Who Actually Wants Cannabis Prohibition To Continue?
One of the principle lessons in the Art of War is to ‘know thy enemy’. Therefore, it behooves cannabis law reformers to understand what small, but powerful factions in American society actively work to maintain the status quo of Cannabis Prohibition:
1) Law enforcement – There is no greater strident voice against ending Cannabis Prohibition than from the law enforcement community—from local sheriff departments to the Fraternal Order of Police to State Police departments to federal law enforcement agencies.
2) Federal and state bureaucracies born from Cannabis Prohibition itself – Washington, D.C. and most state capitals have created dozens of anti-cannabis government agencies to both maintain and enforce existing Cannabis Prohibition laws. Examples: Drug Enforcement Administration, Office of National Drug Control Policy (AKA, drug czar’s office), DARE, Partnership for a Drug-Free America, National Institute on Drug Abuse, Substance Abuse Mental Health Services Administration, National Drug Control Information Center, etc…
Many of these bureaucracies in turn provide most of the funding to so-called ‘community anti-drug organizations’ to create the false appearance of local grassroots opposition to any cannabis law reforms.
3) Alcohol, tobacco and pharmaceutical companies –
Historically, alcohol, tobacco and pharmaceuticals companies play both ends of the middle when opposing cannabis law reforms for the simple reason that all of these industries will lose a portion of their market share to legal cannabis.
4) Private corporations that prosper from Cannabis Prohibition –
Numerous private companies donate significant funding annually to anti-cannabis politicians and organizations to maintain the status quo. Examples of such are private prisons, drug testing companies, rehabilitation services, communication companies, contraband detection devices, interdiction services and high-tech companies.
Reformers can hasten the end of Cannabis Prohibition
–Bipartisan support to end Cannabis Prohibition is a political given. However, since the 1990s every single major cannabis law reform initiative that has been successful has been funded by one of two liberal, politically divisive billionaires (George Soros and Peter Lewis). Reformers need to achieve greater political and funding diversity to significantly advance cannabis law reforms in today’s highly divided national political landscape.
–Recognize that most all of the major policy reforms are first achieved at the local and state level, in time putting due political pressure on the federal government to follow suit.
–Cannabis law reformers need to better work in concert with other like-minded political and social organizations that also oppose failed government programs or seek redress for grievances against the government.
–Reformers need to create a far more simpler reform narrative that juxtaposes ‘pot tolerant’ citizens against ‘intolerant’ citizens in the same manner that Alcohol Prohibition pit ‘wets’ against ‘drys’.
–Reformers need to continue demonstrating the tremendous cost to taxpayers of maintaining Cannabis Prohibition; the loss of needed tax revenue and the genuine lack of social controls that enhance public safety.
–Reformers need to keep directing public and media attention to the serious de-stabilization of the country’s borders created by the tremendous illegal succor of Cannabis Prohibition in countries like Mexico.
–Continuing what cannabis law reformers have been successfully achieving for forty years, which is to say winning a ‘hearts and minds’ campaign in the population, and recognizing that elected policymakers in Washington are not going to be able to lead the country out of it’s long-suffering Cannabis Prohibition without public advocacy that is derived from effective, politically diverse and bottoms up grassroots stakeholdership.

··········

ASSIGNMENT. Rewrite the stretch of the text on cannabis prohibition from "4) Private corporations" through "and high-tech companies.", putting "for-profit prisons" in place of "private prisons". Draw only on the text on cannabis prohibition.

··········

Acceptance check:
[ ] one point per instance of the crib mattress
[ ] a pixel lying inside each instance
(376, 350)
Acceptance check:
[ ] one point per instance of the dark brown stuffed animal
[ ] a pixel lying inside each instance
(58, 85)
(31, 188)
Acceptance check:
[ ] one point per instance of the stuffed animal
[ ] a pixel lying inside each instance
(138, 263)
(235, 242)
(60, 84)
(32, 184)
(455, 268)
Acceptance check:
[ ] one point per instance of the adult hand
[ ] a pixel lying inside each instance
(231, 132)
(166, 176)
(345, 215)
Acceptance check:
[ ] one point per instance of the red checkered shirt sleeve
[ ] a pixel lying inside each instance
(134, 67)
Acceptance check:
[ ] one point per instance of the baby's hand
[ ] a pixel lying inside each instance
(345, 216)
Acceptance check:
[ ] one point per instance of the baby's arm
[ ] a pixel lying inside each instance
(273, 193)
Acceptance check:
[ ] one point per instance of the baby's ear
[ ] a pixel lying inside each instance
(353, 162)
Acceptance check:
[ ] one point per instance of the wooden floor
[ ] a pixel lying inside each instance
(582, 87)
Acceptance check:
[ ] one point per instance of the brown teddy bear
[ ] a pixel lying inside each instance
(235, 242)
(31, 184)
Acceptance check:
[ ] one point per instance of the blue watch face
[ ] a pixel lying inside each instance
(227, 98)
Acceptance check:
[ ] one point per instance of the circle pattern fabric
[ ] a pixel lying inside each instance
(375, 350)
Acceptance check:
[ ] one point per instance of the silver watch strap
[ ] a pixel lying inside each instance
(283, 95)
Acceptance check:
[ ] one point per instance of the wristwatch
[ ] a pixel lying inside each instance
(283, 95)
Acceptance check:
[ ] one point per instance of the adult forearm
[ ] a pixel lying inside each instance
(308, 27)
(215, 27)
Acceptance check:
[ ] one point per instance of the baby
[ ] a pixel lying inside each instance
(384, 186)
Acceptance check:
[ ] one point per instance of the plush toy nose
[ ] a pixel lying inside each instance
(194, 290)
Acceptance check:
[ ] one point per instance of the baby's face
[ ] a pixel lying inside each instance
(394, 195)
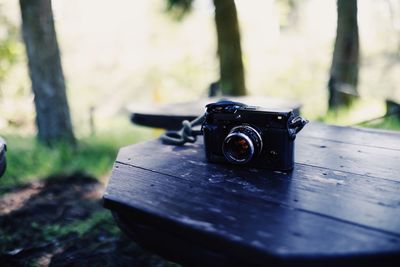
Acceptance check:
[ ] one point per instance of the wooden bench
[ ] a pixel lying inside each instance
(340, 206)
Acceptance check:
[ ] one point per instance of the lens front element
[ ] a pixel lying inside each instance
(242, 144)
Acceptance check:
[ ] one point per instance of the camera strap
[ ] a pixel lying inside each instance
(185, 135)
(188, 135)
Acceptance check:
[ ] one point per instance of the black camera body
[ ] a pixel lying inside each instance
(252, 136)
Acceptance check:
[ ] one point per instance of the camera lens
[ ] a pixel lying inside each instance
(242, 144)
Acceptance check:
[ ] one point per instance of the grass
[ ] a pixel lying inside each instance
(28, 160)
(80, 227)
(363, 113)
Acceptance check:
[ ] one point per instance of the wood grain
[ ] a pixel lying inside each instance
(339, 205)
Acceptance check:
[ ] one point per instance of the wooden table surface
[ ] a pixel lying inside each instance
(339, 205)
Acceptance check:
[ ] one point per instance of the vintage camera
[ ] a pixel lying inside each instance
(252, 136)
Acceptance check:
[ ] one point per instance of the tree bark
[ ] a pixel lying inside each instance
(52, 111)
(344, 70)
(232, 81)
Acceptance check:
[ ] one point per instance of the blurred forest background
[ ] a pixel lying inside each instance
(121, 52)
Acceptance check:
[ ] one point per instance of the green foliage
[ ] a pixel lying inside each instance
(179, 8)
(362, 113)
(80, 227)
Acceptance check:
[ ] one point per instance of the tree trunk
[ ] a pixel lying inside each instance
(232, 80)
(52, 111)
(344, 71)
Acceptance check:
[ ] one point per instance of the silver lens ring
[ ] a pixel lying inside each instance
(237, 132)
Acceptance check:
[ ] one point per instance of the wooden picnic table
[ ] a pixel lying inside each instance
(170, 116)
(340, 206)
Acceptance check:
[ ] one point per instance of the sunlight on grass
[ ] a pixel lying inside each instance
(81, 227)
(29, 160)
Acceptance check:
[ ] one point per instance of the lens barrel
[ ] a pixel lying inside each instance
(242, 144)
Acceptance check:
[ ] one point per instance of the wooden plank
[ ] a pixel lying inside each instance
(351, 158)
(170, 116)
(213, 215)
(353, 135)
(345, 196)
(358, 159)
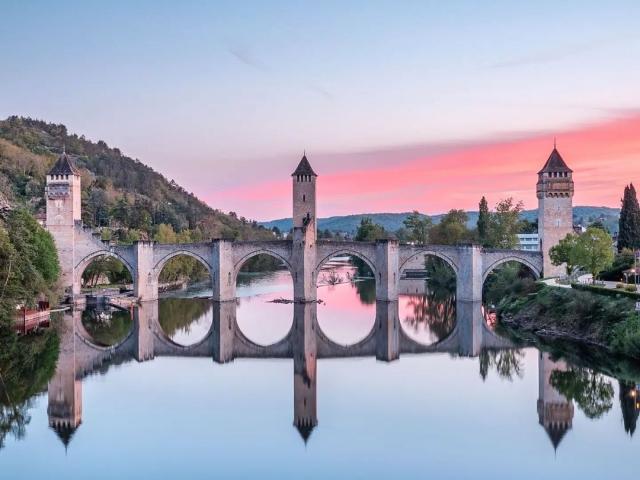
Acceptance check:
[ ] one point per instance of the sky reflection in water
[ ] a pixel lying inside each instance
(423, 415)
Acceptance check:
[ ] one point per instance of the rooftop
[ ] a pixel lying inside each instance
(64, 166)
(555, 163)
(304, 168)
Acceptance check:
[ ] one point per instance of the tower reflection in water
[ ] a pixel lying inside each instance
(305, 344)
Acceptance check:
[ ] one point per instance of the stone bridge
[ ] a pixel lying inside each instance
(225, 341)
(305, 343)
(302, 254)
(223, 259)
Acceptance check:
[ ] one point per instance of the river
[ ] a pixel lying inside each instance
(499, 414)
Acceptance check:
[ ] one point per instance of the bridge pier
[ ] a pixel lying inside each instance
(387, 331)
(223, 331)
(223, 280)
(304, 348)
(386, 263)
(145, 283)
(469, 278)
(470, 327)
(303, 261)
(146, 316)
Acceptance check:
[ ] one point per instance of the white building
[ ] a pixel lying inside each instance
(529, 242)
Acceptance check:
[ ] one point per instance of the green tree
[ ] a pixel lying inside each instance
(593, 251)
(369, 231)
(418, 227)
(504, 224)
(592, 392)
(483, 221)
(629, 223)
(563, 253)
(452, 229)
(31, 266)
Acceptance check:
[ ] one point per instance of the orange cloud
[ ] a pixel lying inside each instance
(604, 157)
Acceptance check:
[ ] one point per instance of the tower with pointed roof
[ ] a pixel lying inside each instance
(555, 208)
(304, 195)
(63, 211)
(304, 230)
(555, 411)
(305, 417)
(65, 389)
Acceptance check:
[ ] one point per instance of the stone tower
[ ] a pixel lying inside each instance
(555, 208)
(65, 389)
(63, 211)
(304, 231)
(305, 416)
(555, 411)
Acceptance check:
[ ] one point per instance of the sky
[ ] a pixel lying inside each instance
(399, 105)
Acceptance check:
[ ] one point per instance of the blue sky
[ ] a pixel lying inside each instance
(211, 92)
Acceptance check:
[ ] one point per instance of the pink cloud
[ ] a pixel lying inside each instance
(604, 157)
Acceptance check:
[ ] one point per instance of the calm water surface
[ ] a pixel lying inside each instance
(499, 414)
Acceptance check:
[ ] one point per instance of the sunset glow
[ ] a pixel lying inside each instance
(604, 156)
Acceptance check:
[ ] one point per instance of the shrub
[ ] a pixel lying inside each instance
(606, 291)
(625, 336)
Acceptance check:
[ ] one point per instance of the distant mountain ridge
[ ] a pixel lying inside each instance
(393, 221)
(117, 191)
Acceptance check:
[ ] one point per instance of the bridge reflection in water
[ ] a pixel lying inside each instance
(305, 343)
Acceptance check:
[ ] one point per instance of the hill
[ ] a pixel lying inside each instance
(393, 221)
(118, 192)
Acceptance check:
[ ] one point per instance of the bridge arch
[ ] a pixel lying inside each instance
(265, 322)
(160, 264)
(535, 269)
(432, 253)
(344, 252)
(255, 253)
(83, 334)
(84, 263)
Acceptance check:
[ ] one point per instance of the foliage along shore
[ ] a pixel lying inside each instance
(583, 317)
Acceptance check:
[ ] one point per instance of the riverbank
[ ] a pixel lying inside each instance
(587, 318)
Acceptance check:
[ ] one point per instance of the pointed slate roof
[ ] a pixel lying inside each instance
(556, 434)
(304, 168)
(65, 433)
(64, 166)
(555, 163)
(305, 429)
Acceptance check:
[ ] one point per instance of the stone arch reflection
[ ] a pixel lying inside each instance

··········

ANSWER FOR THIS EXERCISE.
4) Private corporations that prosper from Cannabis Prohibition –
Numerous private companies donate significant funding annually to anti-cannabis politicians and organizations to maintain the status quo. Examples of such are for-profit prisons, drug testing companies, rehabilitation services, communication companies, contraband detection devices, interdiction services and high-tech companies.